> _Selected passage_:
__________________________________________________

Monday, September 12, 2011

battle of the buldge, or is it?




jiggle it just a little bit

note: this is not my stomach, although, i can make mine do this



it's been 4 years since i had my last child.   after he was born, the migraines started.  within 5 months i was 127lbs.  for my 5 foot 3" frame, that is quite small.  and i loved it.with the migraines, came anxiety and panic attacks.  out of nowhere.  i had no idea what was going on.  i also noticed skin tags and my skin was an odd shade of greenish gray.  that's the only way i can explain the color.  my hair was falling out and eventually just looked thin and lacked shine and luster. so, i started tanning and cut my hair in a cute short style.  you couldn't tell my hair was thinning and my skin tone was "for a year i kept the weight off.  i've always had a weight issue.  it runs in my family along with diabetes, high blood pressure and high cholesterol.  [thankfully i do not have those issues].  early 2009 i had gained a little bit of weight, which was fine because i had actually gotten too small [who would have ever thought i'd be saying that].

 
actually, about 15lbs but like i said i had gotten too small around 117lbs and looked sick [and i was but didn't know it at the time]
 later that year, in november, our family was hit with a tragedy that we not only never expected, but it is something that i am choosing to not blog about.  just know that it was a hard time in my life and i went into a deep and dark depression.  for three months i can honestly say i do not know how i survived.  the only logical explanation is that god literally was willing me to.  i can't think of what i did during that time.  i can't recall conversations.  nothing.  i only remember christmas day because i talked to my sister and we went to ohio because tony wouldn't let me not celebrate christmas.  he knew i didn't feel like it.  but, he also knew i needed to be around extended family.  and he was right.

__________________________________________________

> _Action item 1_: Echo the blog post from "actually, about 15lbs" up to and including "he was right.".
> _Action item 2_: For each statement below, say yes or no according to the blog post and quote the words that decide it. (a) The migraines began after the writer's last child was born. (b) The writer has high blood pressure. (c) The family went to Ohio for Christmas.
> _Action item 3_: Write the next part of the blog post about migraines, weight, and a hard year, starting after its final sentence.

__________________________________________________

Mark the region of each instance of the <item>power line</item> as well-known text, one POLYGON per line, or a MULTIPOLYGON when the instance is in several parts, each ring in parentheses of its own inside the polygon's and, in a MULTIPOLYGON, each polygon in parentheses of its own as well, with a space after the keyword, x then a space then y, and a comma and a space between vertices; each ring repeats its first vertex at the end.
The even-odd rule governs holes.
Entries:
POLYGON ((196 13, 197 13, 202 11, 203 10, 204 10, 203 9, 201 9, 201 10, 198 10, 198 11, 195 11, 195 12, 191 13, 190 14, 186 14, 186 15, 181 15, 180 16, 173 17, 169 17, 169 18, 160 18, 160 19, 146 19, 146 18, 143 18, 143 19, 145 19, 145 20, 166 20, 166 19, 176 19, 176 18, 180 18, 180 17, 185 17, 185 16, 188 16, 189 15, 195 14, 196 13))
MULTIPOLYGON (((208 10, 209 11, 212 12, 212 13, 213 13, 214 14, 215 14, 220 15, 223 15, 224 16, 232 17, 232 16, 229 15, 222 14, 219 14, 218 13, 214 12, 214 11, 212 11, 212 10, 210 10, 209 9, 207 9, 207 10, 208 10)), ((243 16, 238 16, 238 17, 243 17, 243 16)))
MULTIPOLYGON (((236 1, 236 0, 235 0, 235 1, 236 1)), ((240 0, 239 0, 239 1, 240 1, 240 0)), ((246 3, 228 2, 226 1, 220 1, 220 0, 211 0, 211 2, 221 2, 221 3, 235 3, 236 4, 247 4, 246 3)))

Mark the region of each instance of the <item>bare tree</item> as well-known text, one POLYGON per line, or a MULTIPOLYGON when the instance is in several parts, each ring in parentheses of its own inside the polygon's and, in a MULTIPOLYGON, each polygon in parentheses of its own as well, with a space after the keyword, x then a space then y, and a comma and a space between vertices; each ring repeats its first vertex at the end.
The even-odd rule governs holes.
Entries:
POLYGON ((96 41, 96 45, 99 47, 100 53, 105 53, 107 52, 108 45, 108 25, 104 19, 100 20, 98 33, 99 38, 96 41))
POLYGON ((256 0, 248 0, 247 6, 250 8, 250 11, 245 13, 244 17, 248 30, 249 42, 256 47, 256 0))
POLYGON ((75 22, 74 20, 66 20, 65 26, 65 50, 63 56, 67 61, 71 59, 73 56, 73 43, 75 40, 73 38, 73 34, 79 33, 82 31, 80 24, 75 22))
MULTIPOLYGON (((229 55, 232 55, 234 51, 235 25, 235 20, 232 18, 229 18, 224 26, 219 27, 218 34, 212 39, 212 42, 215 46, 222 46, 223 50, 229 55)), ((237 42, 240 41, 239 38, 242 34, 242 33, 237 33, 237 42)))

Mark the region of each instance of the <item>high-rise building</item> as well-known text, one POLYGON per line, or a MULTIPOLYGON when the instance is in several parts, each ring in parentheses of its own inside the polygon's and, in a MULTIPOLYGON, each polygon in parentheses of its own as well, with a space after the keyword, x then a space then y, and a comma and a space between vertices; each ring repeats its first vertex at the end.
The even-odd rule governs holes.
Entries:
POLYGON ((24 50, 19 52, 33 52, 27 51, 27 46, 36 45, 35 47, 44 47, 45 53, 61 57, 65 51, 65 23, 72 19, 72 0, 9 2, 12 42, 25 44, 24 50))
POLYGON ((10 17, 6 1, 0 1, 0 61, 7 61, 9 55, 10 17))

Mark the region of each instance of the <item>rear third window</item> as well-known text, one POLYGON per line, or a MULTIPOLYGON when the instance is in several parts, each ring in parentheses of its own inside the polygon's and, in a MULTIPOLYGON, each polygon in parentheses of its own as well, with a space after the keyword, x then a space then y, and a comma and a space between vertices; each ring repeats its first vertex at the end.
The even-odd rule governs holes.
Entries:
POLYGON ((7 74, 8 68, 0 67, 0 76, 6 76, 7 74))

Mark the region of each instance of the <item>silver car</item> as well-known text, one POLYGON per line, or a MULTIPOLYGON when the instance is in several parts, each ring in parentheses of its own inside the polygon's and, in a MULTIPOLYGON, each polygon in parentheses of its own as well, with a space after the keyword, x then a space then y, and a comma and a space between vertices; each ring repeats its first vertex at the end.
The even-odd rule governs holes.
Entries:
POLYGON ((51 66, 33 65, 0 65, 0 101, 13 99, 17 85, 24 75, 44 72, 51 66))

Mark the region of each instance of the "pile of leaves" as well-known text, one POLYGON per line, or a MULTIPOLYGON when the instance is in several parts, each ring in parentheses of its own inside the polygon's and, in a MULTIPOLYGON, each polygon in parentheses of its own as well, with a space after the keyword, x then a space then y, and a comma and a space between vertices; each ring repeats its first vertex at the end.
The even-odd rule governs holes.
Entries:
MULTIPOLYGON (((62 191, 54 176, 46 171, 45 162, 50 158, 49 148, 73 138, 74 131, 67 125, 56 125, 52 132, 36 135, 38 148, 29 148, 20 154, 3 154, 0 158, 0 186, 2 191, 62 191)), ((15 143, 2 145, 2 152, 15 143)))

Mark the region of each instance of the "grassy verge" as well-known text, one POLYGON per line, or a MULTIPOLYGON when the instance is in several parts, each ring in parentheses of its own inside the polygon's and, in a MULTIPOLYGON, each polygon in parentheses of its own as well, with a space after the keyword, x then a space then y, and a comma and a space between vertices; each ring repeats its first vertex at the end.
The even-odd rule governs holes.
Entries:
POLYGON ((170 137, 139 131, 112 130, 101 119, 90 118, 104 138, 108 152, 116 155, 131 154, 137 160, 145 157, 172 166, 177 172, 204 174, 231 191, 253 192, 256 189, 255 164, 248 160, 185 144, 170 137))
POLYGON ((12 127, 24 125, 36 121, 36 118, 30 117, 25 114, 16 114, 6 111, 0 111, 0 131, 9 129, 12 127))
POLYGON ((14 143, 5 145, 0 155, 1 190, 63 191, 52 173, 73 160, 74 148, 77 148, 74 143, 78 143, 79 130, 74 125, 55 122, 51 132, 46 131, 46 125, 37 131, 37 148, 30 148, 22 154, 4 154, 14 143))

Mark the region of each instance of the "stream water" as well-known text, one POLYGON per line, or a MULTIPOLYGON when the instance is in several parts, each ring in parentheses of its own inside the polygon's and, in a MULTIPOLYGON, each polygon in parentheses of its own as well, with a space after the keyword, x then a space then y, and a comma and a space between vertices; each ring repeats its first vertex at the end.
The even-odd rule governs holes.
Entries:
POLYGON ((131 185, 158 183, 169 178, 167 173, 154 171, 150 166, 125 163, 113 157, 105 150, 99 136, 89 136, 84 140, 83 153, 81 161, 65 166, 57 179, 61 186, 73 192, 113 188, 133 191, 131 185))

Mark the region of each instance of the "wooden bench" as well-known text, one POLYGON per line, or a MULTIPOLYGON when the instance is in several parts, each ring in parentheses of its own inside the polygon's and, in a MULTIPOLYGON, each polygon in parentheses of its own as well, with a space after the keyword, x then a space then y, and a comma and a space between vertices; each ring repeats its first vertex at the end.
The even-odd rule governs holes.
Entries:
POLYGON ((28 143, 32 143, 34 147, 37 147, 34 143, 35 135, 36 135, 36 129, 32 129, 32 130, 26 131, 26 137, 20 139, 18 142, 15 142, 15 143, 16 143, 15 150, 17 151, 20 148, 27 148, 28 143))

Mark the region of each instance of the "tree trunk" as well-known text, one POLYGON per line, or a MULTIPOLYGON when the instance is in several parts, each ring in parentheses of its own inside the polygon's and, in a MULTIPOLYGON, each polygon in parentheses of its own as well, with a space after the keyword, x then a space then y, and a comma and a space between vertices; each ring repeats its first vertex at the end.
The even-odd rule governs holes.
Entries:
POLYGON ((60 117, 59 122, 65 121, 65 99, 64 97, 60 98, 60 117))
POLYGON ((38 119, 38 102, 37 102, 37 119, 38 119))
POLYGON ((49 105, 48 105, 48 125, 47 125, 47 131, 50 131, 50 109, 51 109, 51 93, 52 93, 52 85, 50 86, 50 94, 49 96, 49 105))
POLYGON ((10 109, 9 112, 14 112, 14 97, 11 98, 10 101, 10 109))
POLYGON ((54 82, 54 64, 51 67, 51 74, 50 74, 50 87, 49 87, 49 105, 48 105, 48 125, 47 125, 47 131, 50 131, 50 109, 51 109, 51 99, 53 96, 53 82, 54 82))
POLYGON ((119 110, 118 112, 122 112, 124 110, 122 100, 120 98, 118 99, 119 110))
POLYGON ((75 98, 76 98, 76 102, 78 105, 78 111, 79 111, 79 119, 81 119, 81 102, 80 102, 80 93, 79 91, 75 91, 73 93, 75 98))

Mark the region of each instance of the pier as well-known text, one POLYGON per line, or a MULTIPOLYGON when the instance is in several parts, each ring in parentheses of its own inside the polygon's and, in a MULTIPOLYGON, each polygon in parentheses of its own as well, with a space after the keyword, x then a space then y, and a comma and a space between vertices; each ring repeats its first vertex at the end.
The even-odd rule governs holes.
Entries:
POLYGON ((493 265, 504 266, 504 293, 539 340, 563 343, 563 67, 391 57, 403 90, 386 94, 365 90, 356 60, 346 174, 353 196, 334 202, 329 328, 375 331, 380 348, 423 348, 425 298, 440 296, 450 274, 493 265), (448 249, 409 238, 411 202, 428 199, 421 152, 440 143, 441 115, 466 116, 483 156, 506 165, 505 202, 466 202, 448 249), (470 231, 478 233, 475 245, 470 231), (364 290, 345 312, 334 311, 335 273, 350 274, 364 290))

__________________________________________________

> _Exercise output 1_:
actually, about 15lbs but like i said i had gotten too small around 117lbs and looked sick [and i was but didn't know it at the time]
 later that year, in november, our family was hit with a tragedy that we not only never expected, but it is something that i am choosing to not blog about.  just know that it was a hard time in my life and i went into a deep and dark depression.  for three months i can honestly say i do not know how i survived.  the only logical explanation is that god literally was willing me to.  i can't think of what i did during that time.  i can't recall conversations.  nothing.  i only remember christmas day because i talked to my sister and we went to ohio because tony wouldn't let me not celebrate christmas.  he knew i didn't feel like it.  but, he also knew i needed to be around extended family.  and he was right.

> _Exercise output 2_:
(a) Yes: "after he was born, the migraines started."
(b) No: "[thankfully i do not have those issues]."
(c) Yes: "we went to ohio because tony wouldn't let me not celebrate christmas."

> _Exercise output 3_:
depression caused me to choose food.  i chose food when i was sad.  food when i was mad.  food when i was angry.  food all the time.  chocolate was my comfort and cookies were my reward.  [i read that in the book made to crave and it made perfect sense]. 



2009 passed and 2010 came.  alyssa's tumor grew and here we go in the hospital.  more weight gain.  only about 10lbs.  still not so bad.  i decide i've had it.  i become a vegetarian for health reasons.  mainly for alyssa.  tumors grow [so i read] or feed on sugar...i lose 20lbs.  cool.later that year in july i go on a missions trip.  i.am.in.awh.  this is the best experience ever!  i am renewed!  i am refreshed!   i will never go home.  well, i do.  but i don't want to. lima is amazing!    i contract a bacterial infection in my intestines.  from getting the shower    water in my mouth. great.


           


i didn't get sick until i came home.  phew.  that would have been bad with a long plane ride and going through customs and all that, plus the drive from atlanta back to alabama, but, within hours of walking through my front door, i'm throwing up and having the most painful stomach cramps.  the next 3 months are like this.  i am dizzy, nauseated, sore stomach, diarrhea, throwing up, light headed...and guess what? instead of losing weight...my body changes all the food i eat [even soup] into sugar instead of energy.  i couldn't understand it.  until i did.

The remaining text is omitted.